Task goal:
Among the lines below, list those containing the string "from".

Natural-language object grounding data:
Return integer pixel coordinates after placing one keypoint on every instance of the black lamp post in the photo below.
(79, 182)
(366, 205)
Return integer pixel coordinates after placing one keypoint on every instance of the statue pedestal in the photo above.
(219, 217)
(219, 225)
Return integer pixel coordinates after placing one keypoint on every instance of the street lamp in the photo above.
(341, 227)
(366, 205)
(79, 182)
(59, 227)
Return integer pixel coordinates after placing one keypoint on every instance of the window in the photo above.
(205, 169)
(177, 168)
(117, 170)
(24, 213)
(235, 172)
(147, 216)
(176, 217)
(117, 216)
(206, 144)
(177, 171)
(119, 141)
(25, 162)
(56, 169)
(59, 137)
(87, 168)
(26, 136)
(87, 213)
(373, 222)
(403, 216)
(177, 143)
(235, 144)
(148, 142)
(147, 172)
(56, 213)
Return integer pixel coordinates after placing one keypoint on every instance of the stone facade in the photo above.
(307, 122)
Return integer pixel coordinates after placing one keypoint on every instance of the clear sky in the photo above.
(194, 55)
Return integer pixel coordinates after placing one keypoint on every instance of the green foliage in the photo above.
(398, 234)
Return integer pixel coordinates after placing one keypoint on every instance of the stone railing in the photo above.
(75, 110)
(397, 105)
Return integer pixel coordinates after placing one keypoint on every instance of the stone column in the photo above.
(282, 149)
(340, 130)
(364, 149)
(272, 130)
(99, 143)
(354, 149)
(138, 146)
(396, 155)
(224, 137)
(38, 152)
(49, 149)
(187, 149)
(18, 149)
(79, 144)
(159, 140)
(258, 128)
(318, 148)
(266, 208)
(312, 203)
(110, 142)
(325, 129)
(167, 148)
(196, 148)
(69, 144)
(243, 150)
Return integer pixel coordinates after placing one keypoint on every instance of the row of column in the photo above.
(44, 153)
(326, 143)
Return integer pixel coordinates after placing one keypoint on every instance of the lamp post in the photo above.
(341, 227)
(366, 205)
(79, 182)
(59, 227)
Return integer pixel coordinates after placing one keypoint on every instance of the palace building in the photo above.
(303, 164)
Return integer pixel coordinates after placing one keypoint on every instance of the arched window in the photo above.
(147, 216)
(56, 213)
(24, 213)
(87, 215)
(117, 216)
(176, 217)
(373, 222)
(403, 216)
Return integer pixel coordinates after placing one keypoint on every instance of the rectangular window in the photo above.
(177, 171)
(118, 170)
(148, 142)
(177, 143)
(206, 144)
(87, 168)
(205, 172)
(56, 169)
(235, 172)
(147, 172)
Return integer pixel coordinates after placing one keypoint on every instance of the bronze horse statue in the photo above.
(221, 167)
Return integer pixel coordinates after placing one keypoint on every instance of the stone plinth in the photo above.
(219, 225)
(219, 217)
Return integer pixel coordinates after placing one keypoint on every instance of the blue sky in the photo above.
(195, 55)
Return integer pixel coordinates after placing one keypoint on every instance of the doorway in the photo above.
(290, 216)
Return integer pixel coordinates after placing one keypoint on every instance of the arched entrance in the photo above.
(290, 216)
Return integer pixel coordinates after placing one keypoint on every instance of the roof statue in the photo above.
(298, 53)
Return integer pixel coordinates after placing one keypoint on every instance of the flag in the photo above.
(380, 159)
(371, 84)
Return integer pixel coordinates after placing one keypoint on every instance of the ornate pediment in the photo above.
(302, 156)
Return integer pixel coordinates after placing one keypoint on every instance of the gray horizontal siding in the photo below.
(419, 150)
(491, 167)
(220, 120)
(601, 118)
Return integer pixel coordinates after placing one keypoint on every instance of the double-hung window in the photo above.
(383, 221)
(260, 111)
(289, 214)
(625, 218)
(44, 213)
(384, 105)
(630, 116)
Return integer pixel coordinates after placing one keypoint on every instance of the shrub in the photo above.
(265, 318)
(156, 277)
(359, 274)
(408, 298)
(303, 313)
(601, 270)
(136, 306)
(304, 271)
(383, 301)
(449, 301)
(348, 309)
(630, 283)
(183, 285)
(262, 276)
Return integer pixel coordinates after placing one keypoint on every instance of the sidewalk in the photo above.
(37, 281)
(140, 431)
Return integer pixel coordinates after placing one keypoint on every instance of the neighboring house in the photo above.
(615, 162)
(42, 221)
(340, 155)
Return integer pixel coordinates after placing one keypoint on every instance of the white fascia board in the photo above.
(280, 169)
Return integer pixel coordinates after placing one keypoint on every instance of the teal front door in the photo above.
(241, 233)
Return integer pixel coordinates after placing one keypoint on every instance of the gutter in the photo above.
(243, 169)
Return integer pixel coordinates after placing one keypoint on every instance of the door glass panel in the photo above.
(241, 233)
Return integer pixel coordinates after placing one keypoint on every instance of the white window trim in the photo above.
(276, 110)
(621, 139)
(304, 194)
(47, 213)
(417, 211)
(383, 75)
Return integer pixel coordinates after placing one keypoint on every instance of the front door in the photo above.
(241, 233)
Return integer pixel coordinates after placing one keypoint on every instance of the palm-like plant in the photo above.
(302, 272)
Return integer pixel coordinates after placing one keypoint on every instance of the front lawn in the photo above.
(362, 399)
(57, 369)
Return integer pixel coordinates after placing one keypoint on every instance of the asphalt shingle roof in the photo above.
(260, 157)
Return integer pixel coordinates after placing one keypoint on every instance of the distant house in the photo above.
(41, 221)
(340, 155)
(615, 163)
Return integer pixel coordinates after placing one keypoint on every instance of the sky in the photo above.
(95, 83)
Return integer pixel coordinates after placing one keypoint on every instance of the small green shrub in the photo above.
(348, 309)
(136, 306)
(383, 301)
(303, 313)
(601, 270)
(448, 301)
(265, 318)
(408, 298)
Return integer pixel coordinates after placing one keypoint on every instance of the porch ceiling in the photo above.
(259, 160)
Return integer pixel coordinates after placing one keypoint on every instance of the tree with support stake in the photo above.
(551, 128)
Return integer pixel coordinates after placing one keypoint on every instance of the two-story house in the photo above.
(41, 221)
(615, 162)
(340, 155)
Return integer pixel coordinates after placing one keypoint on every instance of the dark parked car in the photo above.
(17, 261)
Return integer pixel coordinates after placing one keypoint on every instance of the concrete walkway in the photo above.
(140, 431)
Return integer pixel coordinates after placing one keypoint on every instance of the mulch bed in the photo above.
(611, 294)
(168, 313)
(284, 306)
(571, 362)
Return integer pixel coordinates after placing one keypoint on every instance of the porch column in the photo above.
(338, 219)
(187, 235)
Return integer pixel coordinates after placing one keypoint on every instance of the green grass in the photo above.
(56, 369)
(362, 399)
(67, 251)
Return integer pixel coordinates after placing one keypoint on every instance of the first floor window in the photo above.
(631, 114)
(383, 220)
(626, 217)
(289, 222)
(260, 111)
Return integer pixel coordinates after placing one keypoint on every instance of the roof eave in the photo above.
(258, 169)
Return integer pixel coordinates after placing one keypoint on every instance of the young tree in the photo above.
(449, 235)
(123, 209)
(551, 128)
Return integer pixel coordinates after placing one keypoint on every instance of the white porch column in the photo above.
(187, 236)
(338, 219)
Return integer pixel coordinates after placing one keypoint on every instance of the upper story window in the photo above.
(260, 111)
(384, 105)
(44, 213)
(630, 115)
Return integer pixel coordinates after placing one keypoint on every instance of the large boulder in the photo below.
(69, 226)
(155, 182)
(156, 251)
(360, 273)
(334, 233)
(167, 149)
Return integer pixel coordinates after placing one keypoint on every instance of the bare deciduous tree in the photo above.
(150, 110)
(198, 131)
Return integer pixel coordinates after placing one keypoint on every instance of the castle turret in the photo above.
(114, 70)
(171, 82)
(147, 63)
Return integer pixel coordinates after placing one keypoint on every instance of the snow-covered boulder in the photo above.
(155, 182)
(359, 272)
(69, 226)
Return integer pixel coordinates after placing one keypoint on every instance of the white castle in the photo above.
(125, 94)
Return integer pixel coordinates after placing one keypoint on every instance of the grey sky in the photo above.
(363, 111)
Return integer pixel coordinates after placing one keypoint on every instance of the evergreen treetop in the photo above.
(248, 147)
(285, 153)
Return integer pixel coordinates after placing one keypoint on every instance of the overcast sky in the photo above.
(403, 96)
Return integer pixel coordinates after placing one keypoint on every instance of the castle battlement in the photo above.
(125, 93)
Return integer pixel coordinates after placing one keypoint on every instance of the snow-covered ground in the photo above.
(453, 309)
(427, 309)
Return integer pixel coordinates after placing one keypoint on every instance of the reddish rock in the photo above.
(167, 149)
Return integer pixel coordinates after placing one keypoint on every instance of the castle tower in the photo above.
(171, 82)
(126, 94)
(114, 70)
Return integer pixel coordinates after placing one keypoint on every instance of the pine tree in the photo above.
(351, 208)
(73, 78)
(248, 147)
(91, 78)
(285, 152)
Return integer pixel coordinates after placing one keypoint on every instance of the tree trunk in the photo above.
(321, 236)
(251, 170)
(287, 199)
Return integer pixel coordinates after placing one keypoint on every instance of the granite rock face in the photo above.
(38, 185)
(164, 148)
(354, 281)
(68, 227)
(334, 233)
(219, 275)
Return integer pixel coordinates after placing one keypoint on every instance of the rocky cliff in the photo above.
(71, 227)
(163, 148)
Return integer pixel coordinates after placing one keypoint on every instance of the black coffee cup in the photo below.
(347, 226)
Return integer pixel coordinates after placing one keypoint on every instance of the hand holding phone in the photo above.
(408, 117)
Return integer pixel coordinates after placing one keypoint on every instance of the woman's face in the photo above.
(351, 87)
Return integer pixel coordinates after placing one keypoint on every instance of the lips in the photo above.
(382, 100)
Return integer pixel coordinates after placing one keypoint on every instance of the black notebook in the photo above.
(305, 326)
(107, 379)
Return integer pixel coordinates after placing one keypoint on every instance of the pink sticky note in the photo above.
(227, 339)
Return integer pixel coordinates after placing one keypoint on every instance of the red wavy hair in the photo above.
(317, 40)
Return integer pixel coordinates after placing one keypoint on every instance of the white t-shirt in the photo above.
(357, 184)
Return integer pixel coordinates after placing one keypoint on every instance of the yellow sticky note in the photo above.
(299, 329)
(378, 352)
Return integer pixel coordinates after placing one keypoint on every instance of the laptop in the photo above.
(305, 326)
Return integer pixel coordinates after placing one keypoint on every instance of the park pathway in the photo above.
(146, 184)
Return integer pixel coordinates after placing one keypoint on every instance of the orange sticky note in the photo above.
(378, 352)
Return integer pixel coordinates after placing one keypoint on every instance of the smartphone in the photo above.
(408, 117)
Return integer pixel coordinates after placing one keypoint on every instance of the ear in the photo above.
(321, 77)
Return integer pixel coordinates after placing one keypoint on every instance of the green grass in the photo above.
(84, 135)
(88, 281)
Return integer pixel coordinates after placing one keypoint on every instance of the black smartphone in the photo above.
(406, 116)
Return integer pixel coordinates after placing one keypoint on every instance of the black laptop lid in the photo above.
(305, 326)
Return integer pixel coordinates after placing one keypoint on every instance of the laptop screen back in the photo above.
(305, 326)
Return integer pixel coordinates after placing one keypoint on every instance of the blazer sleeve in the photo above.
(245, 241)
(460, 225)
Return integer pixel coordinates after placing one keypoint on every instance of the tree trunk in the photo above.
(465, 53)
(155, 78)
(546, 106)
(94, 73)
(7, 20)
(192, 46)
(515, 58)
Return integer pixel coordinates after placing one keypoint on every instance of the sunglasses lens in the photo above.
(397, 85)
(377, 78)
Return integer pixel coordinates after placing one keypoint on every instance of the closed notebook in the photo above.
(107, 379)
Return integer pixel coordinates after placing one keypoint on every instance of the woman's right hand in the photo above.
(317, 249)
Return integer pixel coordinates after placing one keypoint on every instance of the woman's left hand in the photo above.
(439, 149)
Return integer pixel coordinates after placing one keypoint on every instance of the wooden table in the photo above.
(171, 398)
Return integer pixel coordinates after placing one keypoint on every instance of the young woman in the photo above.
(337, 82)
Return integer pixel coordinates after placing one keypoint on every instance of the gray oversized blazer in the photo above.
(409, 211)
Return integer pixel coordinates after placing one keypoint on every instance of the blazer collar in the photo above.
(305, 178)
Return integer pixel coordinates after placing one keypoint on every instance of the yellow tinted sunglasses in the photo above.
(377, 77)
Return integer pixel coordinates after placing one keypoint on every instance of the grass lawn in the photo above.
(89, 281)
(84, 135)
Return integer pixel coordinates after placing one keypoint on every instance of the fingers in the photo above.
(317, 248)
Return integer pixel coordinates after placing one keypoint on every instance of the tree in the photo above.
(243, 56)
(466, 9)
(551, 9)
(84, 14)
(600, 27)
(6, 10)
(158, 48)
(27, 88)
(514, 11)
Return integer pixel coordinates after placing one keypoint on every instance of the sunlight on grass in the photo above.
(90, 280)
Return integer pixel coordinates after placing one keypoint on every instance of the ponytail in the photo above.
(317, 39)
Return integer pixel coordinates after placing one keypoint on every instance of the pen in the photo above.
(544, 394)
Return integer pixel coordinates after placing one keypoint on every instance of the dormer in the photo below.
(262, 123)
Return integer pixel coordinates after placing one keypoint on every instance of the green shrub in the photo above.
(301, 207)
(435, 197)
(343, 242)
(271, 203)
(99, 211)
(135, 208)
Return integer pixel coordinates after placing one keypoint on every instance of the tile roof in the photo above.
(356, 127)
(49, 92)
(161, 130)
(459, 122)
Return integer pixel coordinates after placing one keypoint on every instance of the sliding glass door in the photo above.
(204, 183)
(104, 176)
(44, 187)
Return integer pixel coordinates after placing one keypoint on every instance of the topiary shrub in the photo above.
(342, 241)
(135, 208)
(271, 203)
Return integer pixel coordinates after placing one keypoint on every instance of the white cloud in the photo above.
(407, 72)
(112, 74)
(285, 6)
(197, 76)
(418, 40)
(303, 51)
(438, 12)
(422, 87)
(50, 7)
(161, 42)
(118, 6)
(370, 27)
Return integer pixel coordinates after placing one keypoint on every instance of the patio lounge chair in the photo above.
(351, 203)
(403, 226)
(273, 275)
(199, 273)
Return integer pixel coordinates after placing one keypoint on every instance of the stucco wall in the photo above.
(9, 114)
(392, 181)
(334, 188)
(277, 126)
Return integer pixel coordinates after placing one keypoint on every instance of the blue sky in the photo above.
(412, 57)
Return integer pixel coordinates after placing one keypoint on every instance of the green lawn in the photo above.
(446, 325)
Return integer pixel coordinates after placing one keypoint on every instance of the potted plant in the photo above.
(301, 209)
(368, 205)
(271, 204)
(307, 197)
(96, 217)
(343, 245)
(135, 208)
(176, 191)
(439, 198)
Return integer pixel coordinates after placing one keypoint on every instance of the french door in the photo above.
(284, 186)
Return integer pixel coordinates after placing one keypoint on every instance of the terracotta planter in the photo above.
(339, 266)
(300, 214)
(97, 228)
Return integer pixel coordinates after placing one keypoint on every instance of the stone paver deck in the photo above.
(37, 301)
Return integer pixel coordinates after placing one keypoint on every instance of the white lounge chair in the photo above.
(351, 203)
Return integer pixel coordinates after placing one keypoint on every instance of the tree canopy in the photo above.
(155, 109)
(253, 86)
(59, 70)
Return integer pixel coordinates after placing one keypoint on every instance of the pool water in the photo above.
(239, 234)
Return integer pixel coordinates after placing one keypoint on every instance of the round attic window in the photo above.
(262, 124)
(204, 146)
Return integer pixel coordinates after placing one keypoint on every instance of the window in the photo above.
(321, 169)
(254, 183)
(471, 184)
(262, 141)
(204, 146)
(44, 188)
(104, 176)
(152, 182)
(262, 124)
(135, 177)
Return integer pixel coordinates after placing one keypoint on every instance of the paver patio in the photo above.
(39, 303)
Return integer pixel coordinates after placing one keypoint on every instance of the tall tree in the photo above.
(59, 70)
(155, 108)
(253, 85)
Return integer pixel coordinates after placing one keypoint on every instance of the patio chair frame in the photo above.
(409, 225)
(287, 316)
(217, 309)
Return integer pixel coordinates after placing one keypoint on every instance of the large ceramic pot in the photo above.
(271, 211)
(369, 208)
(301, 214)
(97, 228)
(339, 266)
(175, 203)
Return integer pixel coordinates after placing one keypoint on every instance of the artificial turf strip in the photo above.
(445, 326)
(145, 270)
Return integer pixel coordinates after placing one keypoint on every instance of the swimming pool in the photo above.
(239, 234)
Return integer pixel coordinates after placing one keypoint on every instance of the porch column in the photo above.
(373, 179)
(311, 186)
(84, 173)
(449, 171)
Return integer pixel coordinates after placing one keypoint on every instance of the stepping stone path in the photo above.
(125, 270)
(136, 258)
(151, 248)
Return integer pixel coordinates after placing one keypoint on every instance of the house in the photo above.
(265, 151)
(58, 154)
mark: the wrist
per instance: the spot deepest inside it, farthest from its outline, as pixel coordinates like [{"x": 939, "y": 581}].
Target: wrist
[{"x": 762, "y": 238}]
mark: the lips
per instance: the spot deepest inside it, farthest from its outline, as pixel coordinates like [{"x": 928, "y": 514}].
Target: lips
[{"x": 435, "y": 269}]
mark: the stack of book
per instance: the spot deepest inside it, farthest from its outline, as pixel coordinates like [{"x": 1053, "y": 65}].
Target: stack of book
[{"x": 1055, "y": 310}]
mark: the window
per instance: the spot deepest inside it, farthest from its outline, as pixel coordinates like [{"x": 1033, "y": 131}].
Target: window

Response to this exercise:
per instance: the spot deepest inside it, farthest from its outline, as pixel coordinates like [{"x": 939, "y": 581}].
per instance: the spot deepest inside it, farthest from its outline, as pixel coordinates like [{"x": 928, "y": 514}].
per instance: the spot deepest inside it, farthest from its outline, as pixel coordinates like [{"x": 1053, "y": 65}].
per instance: the spot deepest inside it, farthest from its outline, as pixel coordinates like [{"x": 1033, "y": 131}].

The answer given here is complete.